§ Exercises:
a - Answer these questions from the text on Richard Tarnas, one line per answer, each marked like its question:
(i) In what city and country was Tarnas born?
(ii) In what year did he graduate from Harvard?
(iii) Which planet does Prometheus the Awakener focus on?
b - Pick up the text on Richard Tarnas after its last sentence and continue it.

Richard Tarnas

Richard Tarnas

Richard Theodore Tarnas (born February 21, 1950) is a cultural historian. He is a professor of philosophy and psychology at the California Institute of Integral Studies, and is the founding director of its graduate program in Philosophy, Cosmology, and Consciousness.

Тarnas was born in Geneva, Switzerland, of American parents. The eldest of eight children, he grew up in Detroit, Michigan, where he studied Greek, Latin, and the Classics at the University of Detroit Jesuit High School and Academy.

In 1968 Tarnas entered Harvard, graduating with an A.B. cum laude in 1972. He received his Ph.D. from Saybrook Institute in 1976 with a thesis on psychedelic therapy. In 1974 Tarnas went to Esalen in California to study psychotherapy with Stanislav Grof. From 1974 to 1984 he lived and worked at Esalen Institute in Big Sur, California, teaching and studying with Grof, Joseph Campbell, Gregory Bateson, Huston Smith, Elizabeth Kübler-Ross, and James Hillman. He also served as Esalen's director of programs and education.

From 1980 to 1990, Tarnas wrote The Passion of the Western Mind: Understanding the Ideas That Have Shaped Our World View, a narrative history of Western thought which became a bestseller and remained in use in universities as of 2000. The book was highly acclaimed by Joseph Campbell, Huston Smith, Stanislav Grof, John E. Mack, Stanley Krippner, Georg Feuerstein, David Steindl-Rast, John Sculley, Robert A. McDermott, Jeffrey Hart, Gary Lachman, and others.

Tarnas is the founding director of the Philosophy, Cosmology, and Consciousness program at the California Institute of Integral Studies (CIIS), where he remains a core faculty member as of 2014.

Tarnas' second book, Prometheus the Awakener, published in 1995, focuses on the astrological properties of the planet Uranus, describing "the uncanny way astrological patterns appear to coincide with events or destiny patterns in the lives of both individuals and societies". Tarnas suggests that the characteristics associated with the mythological figure Uranus do not match the astrological properties of the planet Uranus, and that a more appropriate identification would involve the mythological figure Prometheus.

§ Information supplied:
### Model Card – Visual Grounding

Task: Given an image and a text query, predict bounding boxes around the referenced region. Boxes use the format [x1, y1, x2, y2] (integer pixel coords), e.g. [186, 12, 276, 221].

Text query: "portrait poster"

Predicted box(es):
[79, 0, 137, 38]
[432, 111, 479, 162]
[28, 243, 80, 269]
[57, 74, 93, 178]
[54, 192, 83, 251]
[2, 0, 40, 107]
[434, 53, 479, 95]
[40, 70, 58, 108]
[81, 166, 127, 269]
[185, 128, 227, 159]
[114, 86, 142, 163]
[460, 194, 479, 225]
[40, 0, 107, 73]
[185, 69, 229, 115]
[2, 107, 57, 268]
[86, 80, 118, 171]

§ Answers provided:
a -
(i) Geneva, Switzerland
(ii) 1972
(iii) Uranus

b -
In 2006, Tarnas published his third book, Cosmos and Psyche: Intimations of a New World View. It claims that the major events of Western cultural history correlate consistently and meaningfully with the observed angular positions of the planets. The book received favorable reviews in Tikkun magazine, in an anthroposophical journal, and in the web magazine Reality Sandwich (by Daniel Pinchbeck), but was panned in the Wall Street Journal.

In 2007 a group of fifty scholars and researchers in the San Francisco Bay Area formed the Archetypal Research Collective for pursuing research in archetypal cosmology. An online journal, Archai: The Journal of Archetypal Cosmology, edited by Keiron LeGrice and Rod O'Neal, began a year later, based on the research orientation and methodology established in Cosmos and Psyche. Advisory-board members include Christopher Bache, Jorge Ferrer, Stanislav Grof, Robert A. McDermott, Ralph Metzner, and Brian Swimme. Contributors have included Keiron Le Grice, Richard Tarnas, Stanislav Grof, and Rod O'Neal.

In 2008 Tarnas was invited to address members of the Dutch Parliament about creating a sustainable society.